(Stored data)
Content starts
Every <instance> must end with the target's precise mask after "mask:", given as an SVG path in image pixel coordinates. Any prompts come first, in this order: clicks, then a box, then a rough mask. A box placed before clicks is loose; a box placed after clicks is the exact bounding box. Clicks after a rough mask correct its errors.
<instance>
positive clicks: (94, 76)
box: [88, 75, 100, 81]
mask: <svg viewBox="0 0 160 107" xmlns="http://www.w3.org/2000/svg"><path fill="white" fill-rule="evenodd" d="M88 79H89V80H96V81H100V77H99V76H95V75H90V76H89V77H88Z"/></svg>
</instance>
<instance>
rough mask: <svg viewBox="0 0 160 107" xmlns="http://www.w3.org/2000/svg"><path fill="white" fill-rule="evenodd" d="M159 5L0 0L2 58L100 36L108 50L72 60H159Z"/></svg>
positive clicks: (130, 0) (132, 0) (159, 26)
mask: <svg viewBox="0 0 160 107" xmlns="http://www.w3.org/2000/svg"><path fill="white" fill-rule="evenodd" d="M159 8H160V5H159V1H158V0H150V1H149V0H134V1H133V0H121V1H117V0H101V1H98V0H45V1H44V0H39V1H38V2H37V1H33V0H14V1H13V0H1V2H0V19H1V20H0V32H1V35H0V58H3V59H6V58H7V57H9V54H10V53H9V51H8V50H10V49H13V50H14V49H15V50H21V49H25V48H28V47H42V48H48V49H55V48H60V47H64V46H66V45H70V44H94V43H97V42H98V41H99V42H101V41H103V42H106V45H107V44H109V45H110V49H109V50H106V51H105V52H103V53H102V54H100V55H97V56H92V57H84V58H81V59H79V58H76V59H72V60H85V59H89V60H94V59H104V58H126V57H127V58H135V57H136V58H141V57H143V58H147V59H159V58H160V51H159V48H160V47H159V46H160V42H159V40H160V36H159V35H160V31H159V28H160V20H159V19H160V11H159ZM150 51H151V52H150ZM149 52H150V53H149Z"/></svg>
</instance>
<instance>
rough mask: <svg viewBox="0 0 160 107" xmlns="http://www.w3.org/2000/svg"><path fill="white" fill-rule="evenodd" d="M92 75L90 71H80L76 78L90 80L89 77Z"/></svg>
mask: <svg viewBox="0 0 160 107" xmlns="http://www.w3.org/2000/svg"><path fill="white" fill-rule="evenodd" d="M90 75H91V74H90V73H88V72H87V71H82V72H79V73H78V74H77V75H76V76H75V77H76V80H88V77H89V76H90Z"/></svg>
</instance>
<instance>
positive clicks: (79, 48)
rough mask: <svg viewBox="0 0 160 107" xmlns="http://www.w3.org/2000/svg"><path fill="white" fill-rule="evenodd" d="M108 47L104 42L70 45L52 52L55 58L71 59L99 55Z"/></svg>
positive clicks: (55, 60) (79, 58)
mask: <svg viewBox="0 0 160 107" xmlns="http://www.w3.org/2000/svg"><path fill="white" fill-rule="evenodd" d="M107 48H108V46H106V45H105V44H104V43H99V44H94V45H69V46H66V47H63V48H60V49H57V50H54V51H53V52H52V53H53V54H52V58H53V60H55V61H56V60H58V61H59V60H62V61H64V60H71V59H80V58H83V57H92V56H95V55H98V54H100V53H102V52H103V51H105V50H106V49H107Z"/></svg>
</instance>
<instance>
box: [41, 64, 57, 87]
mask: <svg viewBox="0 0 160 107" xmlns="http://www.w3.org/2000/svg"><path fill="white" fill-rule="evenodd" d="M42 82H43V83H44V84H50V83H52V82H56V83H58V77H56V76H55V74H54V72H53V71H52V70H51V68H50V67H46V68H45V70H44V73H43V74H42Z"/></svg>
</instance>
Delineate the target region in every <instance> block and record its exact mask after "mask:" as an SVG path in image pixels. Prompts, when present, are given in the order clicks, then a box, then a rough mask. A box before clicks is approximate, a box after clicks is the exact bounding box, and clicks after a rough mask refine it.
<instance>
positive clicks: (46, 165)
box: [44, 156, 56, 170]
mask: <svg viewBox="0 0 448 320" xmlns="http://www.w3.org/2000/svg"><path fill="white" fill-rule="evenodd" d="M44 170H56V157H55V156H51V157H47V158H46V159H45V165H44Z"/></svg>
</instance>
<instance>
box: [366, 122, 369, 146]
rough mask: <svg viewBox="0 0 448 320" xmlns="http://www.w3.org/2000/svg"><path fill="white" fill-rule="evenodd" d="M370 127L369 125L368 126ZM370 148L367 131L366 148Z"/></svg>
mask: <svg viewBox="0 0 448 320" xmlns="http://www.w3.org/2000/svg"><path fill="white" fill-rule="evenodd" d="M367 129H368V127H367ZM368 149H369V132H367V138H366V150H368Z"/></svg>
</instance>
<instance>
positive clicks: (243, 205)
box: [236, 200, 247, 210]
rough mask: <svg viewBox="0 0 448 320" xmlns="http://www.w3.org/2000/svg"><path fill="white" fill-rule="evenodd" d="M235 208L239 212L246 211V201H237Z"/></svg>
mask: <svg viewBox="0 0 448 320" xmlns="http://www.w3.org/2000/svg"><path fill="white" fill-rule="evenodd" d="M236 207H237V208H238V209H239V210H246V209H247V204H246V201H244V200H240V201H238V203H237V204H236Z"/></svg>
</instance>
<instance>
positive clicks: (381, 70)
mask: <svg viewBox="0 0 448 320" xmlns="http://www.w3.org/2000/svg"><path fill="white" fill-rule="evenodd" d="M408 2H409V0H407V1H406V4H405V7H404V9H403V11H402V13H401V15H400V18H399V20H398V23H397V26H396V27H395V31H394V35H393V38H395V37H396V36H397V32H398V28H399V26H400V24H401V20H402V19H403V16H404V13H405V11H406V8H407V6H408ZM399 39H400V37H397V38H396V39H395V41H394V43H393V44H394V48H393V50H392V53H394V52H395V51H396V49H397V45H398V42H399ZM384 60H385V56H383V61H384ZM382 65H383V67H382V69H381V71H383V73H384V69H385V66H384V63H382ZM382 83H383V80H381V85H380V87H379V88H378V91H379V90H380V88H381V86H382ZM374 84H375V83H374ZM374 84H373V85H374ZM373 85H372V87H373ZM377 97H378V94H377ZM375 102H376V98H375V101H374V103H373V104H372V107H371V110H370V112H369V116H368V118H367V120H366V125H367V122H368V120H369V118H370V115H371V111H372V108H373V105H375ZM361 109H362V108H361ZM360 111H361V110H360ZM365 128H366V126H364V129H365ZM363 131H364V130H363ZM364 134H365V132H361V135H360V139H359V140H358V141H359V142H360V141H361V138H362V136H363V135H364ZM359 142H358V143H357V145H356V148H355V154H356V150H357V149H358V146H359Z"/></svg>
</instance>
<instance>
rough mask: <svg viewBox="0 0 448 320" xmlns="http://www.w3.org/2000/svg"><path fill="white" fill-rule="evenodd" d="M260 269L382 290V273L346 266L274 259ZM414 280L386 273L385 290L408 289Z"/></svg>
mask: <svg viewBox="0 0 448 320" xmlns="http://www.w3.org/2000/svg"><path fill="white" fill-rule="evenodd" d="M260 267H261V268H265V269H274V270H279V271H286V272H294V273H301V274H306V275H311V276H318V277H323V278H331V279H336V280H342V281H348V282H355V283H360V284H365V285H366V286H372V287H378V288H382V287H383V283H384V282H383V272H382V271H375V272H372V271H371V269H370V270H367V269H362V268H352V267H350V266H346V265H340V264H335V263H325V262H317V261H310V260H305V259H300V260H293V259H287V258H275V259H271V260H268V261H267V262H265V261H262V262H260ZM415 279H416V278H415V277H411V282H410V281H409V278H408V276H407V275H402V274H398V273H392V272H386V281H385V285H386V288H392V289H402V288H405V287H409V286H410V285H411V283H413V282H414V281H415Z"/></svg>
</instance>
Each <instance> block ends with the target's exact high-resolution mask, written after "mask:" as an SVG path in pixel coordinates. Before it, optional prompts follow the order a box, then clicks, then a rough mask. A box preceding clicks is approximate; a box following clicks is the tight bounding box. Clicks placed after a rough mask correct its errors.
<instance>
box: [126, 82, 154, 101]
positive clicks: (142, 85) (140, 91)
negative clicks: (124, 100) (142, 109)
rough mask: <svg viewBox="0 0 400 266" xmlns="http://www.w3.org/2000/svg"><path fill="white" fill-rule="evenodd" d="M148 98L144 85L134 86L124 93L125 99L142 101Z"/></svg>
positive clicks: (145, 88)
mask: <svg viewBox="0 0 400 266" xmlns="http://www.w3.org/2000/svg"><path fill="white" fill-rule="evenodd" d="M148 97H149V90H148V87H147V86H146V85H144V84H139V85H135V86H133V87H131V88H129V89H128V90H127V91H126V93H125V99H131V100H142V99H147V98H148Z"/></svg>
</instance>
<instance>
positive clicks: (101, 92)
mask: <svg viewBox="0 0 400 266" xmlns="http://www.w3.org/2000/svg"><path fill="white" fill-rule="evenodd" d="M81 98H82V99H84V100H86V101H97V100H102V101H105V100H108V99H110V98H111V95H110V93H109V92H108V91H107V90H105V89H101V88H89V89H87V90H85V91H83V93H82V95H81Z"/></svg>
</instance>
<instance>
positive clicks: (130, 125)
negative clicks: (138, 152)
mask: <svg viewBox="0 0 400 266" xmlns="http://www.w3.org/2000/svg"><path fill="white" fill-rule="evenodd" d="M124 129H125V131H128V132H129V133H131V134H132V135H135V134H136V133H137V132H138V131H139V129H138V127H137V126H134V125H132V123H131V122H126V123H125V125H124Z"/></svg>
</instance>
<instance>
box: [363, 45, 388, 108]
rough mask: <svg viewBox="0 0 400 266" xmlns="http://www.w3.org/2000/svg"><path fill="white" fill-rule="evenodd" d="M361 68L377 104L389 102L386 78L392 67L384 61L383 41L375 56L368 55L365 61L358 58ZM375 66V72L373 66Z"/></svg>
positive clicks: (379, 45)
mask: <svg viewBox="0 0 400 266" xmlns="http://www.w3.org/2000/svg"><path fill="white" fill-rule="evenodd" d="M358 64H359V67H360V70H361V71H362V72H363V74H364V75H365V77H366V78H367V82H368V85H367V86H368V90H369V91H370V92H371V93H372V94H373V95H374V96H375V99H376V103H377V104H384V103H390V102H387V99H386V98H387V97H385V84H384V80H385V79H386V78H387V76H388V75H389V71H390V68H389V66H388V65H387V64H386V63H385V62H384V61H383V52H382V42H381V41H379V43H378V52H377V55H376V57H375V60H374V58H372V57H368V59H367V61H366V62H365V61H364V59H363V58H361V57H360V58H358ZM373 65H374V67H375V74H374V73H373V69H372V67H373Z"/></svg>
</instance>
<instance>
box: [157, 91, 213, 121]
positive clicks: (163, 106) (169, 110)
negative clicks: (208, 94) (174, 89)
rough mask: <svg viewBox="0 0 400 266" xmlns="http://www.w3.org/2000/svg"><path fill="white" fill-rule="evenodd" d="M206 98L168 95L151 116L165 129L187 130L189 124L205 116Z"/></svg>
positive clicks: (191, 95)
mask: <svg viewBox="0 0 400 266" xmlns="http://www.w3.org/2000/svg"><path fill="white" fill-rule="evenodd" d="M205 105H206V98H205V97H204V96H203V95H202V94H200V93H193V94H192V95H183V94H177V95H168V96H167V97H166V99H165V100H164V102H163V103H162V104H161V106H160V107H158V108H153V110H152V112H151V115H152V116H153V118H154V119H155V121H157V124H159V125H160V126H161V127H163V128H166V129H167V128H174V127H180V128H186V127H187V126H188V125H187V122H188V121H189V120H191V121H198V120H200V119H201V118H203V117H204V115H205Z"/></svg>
Content ends
Your goal: How many lines of the items contain the string "then" with its letter case matched? Reply with the number only.

Response area: 3